[Opening Source text section]

Broken and Healing

That hardest part of healing from heartbreaks is beginning the process, because the only way to begin is by first admitting that you are broken. That’s hard for many of us, because let’s face it, no one wants to admit there is something wrong with them, that they are not whole. I learned that recently. I had to acknowledge that I am broken. My heart was broken so many times over the years by so many people and I coped with each break by telling myself and everyone else that I was okay each and every time.

Your heart is a part of you, and if any part of you is broken, your whole being is broken and needs to be fixed. If you break an arm or a leg, you go to a doctor for mending because otherwise there are many things you would not be able to do. Not only that, the pain can be felt throughout your whole body because every part of you is connected. We look at heartbreaks differently. We don’t even consider them to be physical issues, but rather emotional, so we tell ourselves to get over it and not seek help. But what affects your heart also affects your mind.

Once I admitted to myself that I am broken, I began to pray specifically for healing. You will never seek help if you don’t first come to terms with the fact that you need help.

I recall each time my heart was broken. I had locked these memories away to not think of them ever again. At least that was the intent. I thought I was over the pain because I trained myself to focus on other things to not think of it, but the pain was always there. I just compartmentalized each instance and locked them away deep in the recesses of my memory. I would then enter into new relationships with my heart held together with psychological bandaids, just to have it broken again in a new place.

[Closing Source text section]
[Opening Provided records section]

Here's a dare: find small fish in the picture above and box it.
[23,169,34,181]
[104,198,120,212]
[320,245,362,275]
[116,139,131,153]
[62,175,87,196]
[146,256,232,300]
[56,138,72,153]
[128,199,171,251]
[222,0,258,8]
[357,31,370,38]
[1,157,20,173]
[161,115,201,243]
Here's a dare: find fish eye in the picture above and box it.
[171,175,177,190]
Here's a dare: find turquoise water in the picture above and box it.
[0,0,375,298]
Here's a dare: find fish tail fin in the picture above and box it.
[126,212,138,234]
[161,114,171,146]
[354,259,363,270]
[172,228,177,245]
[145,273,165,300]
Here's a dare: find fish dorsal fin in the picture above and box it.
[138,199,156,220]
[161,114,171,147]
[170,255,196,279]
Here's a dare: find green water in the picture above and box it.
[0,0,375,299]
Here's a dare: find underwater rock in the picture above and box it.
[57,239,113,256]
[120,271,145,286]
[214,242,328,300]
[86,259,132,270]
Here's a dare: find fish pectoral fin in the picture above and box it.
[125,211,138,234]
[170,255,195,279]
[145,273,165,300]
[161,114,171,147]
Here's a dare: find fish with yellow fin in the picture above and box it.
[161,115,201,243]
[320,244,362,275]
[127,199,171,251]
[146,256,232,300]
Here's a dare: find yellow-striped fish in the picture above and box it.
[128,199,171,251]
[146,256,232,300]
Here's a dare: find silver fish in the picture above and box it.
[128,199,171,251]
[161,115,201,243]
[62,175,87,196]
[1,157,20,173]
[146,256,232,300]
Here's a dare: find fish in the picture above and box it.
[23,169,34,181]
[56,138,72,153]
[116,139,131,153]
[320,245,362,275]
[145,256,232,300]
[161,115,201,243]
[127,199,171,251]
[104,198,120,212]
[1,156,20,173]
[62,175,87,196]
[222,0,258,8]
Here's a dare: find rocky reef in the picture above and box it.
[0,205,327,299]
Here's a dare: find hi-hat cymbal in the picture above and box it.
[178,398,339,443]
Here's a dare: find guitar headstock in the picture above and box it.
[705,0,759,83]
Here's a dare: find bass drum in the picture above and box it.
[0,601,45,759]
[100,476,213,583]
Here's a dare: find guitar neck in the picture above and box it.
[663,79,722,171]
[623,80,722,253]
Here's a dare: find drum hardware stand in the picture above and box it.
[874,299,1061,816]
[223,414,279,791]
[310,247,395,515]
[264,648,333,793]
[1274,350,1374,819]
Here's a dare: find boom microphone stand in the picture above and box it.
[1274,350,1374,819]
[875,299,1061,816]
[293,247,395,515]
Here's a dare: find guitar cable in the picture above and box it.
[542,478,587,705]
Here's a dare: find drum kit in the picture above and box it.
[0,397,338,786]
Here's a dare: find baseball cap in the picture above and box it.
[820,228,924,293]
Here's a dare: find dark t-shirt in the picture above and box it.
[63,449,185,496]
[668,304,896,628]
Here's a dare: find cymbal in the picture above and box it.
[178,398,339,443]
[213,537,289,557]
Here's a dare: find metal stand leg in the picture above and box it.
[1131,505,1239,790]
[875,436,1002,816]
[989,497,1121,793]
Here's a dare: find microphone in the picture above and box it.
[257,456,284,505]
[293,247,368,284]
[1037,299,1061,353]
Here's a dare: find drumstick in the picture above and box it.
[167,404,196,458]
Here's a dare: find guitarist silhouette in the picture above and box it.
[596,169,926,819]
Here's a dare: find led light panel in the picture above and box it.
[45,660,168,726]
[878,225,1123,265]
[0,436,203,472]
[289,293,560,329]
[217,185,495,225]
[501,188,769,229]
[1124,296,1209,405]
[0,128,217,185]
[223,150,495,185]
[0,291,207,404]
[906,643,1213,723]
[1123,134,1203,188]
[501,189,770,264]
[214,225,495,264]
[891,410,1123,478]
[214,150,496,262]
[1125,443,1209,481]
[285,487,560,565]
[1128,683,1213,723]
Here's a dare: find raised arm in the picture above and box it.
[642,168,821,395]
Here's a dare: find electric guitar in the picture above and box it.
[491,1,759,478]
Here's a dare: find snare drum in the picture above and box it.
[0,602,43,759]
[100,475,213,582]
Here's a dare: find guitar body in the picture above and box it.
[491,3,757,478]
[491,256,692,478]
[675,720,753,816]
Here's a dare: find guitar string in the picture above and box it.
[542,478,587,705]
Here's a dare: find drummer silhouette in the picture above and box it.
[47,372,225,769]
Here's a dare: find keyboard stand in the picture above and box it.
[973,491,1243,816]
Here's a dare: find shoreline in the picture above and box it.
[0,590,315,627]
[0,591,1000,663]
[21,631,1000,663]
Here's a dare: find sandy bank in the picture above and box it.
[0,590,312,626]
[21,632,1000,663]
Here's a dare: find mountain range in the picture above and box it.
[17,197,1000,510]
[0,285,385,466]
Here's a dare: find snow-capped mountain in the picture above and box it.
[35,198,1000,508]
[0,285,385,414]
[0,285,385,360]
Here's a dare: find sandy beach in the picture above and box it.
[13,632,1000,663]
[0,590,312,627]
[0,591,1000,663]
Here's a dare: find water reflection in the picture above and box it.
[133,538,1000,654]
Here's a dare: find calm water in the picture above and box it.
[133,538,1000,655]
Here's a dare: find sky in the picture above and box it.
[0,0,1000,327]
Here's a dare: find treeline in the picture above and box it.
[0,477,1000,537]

[Closing Provided records section]

Work to complete
Reproduce, word for word, the passage from the piece on healing from heartbreak that starts at the words "I recall each" and ends after the words "a new place.".

Answer box
I recall each time my heart was broken. I had locked these memories away to not think of them ever again. At least that was the intent. I thought I was over the pain because I trained myself to focus on other things to not think of it, but the pain was always there. I just compartmentalized each instance and locked them away deep in the recesses of my memory. I would then enter into new relationships with my heart held together with psychological bandaids, just to have it broken again in a new place.